--- Exercise material ---

>>>>

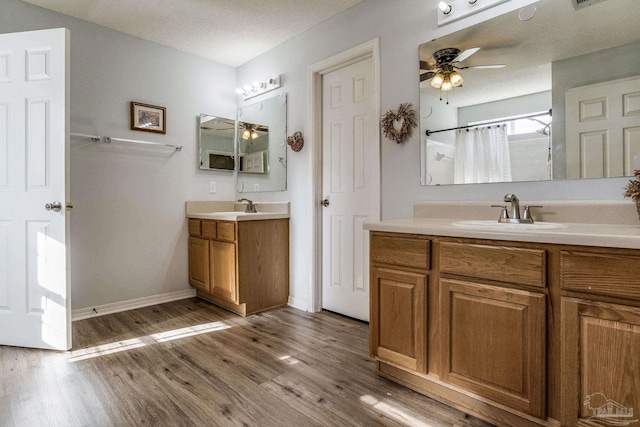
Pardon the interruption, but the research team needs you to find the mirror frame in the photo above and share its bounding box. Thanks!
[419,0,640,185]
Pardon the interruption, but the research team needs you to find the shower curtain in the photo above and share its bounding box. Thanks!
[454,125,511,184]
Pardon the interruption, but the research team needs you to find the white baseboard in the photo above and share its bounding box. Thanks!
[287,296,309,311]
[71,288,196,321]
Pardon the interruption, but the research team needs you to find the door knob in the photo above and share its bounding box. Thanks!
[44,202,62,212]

<<<<
>>>>

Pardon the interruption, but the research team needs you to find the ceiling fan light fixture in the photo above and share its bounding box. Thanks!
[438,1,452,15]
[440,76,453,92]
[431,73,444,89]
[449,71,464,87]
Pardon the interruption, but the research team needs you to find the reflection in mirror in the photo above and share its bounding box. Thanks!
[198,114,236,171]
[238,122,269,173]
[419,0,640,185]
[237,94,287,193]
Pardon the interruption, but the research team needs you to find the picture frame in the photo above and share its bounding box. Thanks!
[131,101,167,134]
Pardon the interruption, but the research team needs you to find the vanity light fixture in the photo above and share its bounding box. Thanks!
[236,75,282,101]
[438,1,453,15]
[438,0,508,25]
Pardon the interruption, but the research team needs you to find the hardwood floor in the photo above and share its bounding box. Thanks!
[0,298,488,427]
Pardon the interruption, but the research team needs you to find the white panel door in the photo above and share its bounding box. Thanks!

<<<<
>>>>

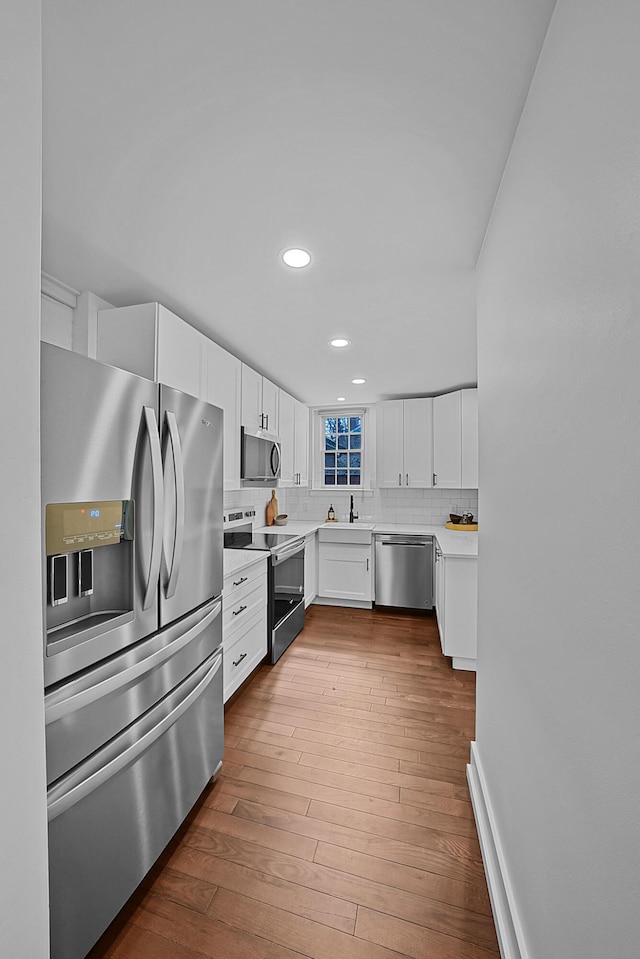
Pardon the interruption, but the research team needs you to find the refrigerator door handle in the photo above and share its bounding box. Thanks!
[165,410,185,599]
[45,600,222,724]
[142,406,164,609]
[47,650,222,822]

<<<<

--- Brief ---
Rewrite the entries as a JSON list of strings, starting at the line that contains "find the mirror" and ending at the line that contains "[71,288,196,321]". Use one string per line and leave out blank lines.

--- Correct response ---
[
  "Pardon the interruption, but the research team needs you to find the mirror frame in the photo above and share its bounding box. Thanks!",
  "[419,0,640,185]",
  "Pardon the interruption, but the research team needs you to find the shower curtain in the photo above and share its bounding box. Thanks!",
  "[454,125,511,184]",
  "Pardon the interruption, but the research team needs you to find the white baseboard in the photo above and share its bounding box. Thanks!",
  "[287,296,309,311]",
  "[71,288,196,321]"
]